### Given instruction
List every line that contains the word "head".

### Data entries

[start]

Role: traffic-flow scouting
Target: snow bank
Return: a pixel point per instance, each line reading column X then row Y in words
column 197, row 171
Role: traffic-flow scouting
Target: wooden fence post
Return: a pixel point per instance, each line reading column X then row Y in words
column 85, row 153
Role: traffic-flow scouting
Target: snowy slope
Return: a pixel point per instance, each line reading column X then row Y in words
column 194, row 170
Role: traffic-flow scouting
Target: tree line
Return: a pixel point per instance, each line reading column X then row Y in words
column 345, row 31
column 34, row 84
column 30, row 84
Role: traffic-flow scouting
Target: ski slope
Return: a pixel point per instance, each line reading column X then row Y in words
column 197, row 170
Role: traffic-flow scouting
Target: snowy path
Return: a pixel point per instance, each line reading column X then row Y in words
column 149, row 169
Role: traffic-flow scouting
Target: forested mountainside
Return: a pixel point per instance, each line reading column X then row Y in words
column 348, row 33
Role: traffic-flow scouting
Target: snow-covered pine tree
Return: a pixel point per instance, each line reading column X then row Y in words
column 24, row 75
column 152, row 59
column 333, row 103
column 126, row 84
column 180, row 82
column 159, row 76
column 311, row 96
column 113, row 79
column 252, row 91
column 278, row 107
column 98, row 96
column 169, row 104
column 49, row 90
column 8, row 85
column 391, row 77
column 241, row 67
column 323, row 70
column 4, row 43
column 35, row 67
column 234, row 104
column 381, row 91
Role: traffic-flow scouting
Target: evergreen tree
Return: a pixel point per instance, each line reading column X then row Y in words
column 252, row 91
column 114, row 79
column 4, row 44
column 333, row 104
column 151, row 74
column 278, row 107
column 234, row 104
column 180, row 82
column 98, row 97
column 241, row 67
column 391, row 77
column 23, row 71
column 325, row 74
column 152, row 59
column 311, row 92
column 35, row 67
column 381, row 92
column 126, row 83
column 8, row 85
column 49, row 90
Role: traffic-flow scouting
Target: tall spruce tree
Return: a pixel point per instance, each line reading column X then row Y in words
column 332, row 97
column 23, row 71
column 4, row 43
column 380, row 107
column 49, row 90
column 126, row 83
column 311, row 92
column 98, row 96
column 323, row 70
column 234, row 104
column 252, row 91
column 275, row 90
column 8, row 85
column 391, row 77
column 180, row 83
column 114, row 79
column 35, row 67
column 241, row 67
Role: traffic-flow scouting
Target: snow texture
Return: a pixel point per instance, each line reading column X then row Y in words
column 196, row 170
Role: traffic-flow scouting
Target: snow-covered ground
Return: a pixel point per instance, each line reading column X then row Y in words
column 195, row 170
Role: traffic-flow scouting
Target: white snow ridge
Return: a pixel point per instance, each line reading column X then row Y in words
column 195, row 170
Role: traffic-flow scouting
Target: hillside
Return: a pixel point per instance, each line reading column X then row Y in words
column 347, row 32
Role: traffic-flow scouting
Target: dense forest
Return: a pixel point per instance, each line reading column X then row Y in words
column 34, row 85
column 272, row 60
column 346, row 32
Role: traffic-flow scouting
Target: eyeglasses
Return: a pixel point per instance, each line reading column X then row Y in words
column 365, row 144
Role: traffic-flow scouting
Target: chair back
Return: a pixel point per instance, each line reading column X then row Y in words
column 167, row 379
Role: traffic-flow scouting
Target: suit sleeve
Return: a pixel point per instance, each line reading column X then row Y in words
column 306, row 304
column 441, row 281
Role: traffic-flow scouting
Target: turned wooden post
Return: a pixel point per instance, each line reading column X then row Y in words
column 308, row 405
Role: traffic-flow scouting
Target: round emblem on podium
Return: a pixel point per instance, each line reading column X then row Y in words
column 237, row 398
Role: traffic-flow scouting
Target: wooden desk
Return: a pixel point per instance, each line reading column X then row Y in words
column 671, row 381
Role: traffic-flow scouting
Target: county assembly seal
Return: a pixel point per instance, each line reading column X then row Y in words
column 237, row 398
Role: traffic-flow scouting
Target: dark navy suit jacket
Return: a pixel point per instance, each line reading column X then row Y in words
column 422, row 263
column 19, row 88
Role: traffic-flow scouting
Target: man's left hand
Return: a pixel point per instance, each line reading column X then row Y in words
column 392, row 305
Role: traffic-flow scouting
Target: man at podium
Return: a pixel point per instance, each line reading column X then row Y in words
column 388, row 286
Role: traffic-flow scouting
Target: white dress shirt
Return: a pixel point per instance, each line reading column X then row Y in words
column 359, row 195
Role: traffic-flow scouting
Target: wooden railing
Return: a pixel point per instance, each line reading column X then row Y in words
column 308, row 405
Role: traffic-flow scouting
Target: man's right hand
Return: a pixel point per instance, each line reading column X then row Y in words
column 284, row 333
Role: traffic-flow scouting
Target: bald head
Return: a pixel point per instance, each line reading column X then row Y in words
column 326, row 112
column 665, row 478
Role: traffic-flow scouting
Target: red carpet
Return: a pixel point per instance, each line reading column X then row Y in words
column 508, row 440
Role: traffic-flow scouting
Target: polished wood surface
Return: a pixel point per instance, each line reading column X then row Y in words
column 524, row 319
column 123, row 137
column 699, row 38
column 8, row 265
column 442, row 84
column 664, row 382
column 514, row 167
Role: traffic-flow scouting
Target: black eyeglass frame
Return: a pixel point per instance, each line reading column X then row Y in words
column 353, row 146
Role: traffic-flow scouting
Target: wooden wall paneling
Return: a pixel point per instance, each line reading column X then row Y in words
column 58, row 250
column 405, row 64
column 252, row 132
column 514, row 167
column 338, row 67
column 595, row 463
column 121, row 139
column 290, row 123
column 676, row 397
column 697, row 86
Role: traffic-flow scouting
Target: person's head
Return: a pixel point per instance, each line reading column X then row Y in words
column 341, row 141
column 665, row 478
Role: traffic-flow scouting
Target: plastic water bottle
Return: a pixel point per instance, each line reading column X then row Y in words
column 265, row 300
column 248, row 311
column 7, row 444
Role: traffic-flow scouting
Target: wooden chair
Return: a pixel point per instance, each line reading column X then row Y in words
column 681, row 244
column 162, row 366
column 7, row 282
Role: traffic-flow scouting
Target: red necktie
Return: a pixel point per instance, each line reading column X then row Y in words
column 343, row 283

[end]

### Result of the task
Target: bald head
Target: person's head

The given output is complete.